## REQUEST
Return exactly the lines that run from the one containing "Every instance of the eyeglasses" to the end of the entries, with both ends included.
--- begin RECORDS SHOWN ---
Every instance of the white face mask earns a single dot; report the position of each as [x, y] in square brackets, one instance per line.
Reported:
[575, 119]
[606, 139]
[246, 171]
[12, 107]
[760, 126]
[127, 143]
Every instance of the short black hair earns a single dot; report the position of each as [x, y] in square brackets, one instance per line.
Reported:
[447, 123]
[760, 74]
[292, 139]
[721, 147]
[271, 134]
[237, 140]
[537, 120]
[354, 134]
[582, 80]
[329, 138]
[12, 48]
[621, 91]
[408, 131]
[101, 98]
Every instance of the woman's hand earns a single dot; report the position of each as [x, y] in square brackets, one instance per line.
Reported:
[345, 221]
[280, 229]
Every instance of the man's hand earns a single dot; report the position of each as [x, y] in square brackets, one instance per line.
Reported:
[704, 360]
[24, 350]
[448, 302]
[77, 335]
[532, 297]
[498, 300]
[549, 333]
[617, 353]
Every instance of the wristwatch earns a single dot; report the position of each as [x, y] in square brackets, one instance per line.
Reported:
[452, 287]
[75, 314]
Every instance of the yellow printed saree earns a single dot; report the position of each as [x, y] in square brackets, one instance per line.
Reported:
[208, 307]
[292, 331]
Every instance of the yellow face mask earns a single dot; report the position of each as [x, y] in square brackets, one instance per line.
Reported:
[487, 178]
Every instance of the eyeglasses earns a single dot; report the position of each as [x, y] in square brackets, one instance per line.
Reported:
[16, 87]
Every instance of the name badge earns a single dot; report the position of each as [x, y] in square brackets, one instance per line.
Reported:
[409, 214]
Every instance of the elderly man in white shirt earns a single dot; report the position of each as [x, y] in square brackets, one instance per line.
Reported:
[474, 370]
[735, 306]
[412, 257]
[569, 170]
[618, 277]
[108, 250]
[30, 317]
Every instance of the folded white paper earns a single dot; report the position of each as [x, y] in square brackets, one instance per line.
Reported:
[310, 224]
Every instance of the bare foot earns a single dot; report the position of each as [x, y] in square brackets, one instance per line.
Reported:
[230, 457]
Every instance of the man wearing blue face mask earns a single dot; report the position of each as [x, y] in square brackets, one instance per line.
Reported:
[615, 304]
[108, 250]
--- end RECORDS SHOWN ---
## THE ANSWER
Every instance of the eyeglasses earns a single dot; report the position of each as [x, y] in square brackets, one instance per line.
Reported:
[16, 87]
Every instance of the name badge earns a single dot; report the position of each as [x, y] in square brackets, one instance per line.
Reported:
[409, 214]
Every instance of the elderly man in white shirt earns a single dot; report the position of each as [x, y] in square brackets, one instance per line.
Reported:
[474, 370]
[735, 306]
[412, 257]
[569, 170]
[618, 277]
[108, 250]
[30, 317]
Every instance of the folded white paper earns a single dot; report the position of each as [x, y] in square brackets, one instance per line.
Reported:
[310, 224]
Every instance of the bare foot earns a single dot; report the position of each as [x, y] in square brackets, one instance per line.
Reported:
[230, 457]
Every instance of the man wearing blue face mask earns a single dot; report the position of each as [x, y] in square brackets, one instance per line.
Reported:
[615, 304]
[108, 250]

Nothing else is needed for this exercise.